• Document source:

——————————

Antonín Dvořák, le compositeur qui a « changé le destin de la musique américaine »
Il y a 119 ans, le 1er mai 1904, disparaissait le compositeur tchèque Antonín Dvořák, dont un grand tournant dans sa vie et dans sa musique est un séjour de trois ans aux Etats-Unis. C’est justement à cette période américaine et à l’empreinte que ce séjour a laissée sur la musique américaine que s’est intéressé, dans un livre, Alain Chotil-Fani, créateur du blog musical Musica Bohemica consacré à la musique tchèque.
« La genèse remonte au milieu des années 1990, donc ce n’est pas tout récent. J’ai rencontré à l’époque Eric Baude qui était un autre passionné de musique tchèque. Moi-même je suis fasciné par Antonín Dvořák depuis mon adolescence. J’ai réuni un certain nombre d’expertise sur ce compositeur. Eric Baude jouait à l’époque avec l’ensemble Philidor, un ensemble de musique de chambre avec des instruments à vent. Ils jouaient des compositeurs tchèques du temps de Mozart notamment. Et donc on avait exactement le même répertoire de prédilection. Nous avons décidé de créer un site consacré à notre passion. »
Un site très complet en effet. Et aujourd’hui, vous venez de publier, il y a quelques mois chez L’Harmattan, Dvořák et le Nouveau Monde, Comment un Européen changea le destin de la musique américaine. Vous parliez de cette passion venue pendant l’adolescence. Qu’est-ce qui vous a conduit à Dvořák ?

——————————

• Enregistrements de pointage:
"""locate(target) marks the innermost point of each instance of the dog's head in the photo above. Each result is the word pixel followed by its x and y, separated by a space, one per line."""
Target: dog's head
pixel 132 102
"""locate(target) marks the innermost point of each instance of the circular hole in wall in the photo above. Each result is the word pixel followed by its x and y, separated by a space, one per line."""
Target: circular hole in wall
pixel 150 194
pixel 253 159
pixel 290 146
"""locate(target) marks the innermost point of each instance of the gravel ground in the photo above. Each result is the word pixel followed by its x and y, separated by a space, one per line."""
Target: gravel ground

——————————

• Consigne: Recopiez le passage du texte sur Dvořák compris entre « Antonín Dvořák, le » et « la musique tchèque. », ces deux bornes incluses.

• Résultat attendu:
Antonín Dvořák, le compositeur qui a « changé le destin de la musique américaine »
Il y a 119 ans, le 1er mai 1904, disparaissait le compositeur tchèque Antonín Dvořák, dont un grand tournant dans sa vie et dans sa musique est un séjour de trois ans aux Etats-Unis. C’est justement à cette période américaine et à l’empreinte que ce séjour a laissée sur la musique américaine que s’est intéressé, dans un livre, Alain Chotil-Fani, créateur du blog musical Musica Bohemica consacré à la musique tchèque.